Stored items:
= = = = =

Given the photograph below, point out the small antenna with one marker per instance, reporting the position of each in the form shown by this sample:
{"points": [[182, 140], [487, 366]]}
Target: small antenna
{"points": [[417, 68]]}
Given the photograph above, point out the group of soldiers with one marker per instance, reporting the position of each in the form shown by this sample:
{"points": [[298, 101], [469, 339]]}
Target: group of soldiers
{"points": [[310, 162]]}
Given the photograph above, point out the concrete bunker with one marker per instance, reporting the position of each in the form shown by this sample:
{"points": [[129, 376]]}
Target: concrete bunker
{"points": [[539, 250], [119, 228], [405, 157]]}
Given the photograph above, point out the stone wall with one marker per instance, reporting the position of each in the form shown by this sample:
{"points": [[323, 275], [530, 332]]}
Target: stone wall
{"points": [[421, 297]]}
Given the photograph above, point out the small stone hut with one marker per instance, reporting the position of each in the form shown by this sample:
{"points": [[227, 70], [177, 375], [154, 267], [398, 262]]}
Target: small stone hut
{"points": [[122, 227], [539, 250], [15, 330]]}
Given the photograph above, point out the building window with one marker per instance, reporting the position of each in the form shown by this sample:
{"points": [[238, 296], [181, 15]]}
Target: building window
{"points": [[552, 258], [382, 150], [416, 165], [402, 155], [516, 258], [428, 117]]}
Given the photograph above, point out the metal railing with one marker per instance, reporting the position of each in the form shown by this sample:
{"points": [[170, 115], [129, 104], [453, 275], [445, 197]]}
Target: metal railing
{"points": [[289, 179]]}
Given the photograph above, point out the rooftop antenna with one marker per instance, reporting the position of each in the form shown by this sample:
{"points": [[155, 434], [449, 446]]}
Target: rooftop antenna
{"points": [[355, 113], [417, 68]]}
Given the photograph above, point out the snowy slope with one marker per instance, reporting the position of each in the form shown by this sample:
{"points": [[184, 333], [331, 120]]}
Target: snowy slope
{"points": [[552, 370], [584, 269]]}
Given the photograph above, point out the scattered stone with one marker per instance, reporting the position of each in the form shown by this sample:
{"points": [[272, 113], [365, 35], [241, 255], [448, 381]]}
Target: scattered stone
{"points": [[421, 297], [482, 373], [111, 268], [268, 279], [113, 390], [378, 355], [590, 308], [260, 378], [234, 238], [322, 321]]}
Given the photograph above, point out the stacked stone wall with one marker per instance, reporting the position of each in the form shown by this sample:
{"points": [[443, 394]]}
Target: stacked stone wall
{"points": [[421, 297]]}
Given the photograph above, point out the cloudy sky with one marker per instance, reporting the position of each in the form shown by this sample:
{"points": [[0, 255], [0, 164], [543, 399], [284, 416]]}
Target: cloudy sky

= = = = =

Reproduce the part of the records above that begins with the line containing "Given the photograph above, point out the rooftop" and runs through the end of the records, requests included. Multiply every point coordinate in the answers by 0.6 and round each to a whole number, with halves rounded up, but leave the requests and their format samples unchanged.

**Exercise solution**
Given the photograph above, point out the rooftop antenna with one marker per instance, reporting the position of each in the form shown by this sample:
{"points": [[155, 434], [449, 446]]}
Target: rooftop antenna
{"points": [[213, 68], [250, 41]]}
Given the photograph above, point out the snowy slope with one marker per instance, reporting the position of each in the form shown by this sample:
{"points": [[184, 333], [331, 120]]}
Target: snowy slope
{"points": [[331, 222], [350, 161]]}
Given the photograph above, point out the scattered stone with one marker per instance, reporting the position of each in the form shown by this sample:
{"points": [[272, 113], [365, 35], [241, 255], [448, 381]]}
Target: scattered stone
{"points": [[253, 178], [289, 224], [67, 161], [161, 167], [68, 234], [227, 213], [354, 185], [156, 227], [140, 143], [193, 193]]}
Given the photograph above, point out the stacked stone wall with one marker per instance, reporting the position of each in the form shown by this sample:
{"points": [[443, 394]]}
Target: stacked stone wall
{"points": [[253, 178]]}
Given the photograph above, point out the cloudy sky with one marker per instance, reporting the position of each in the form shown by this sample:
{"points": [[0, 255], [0, 164], [543, 399], [284, 416]]}
Target: cloudy sky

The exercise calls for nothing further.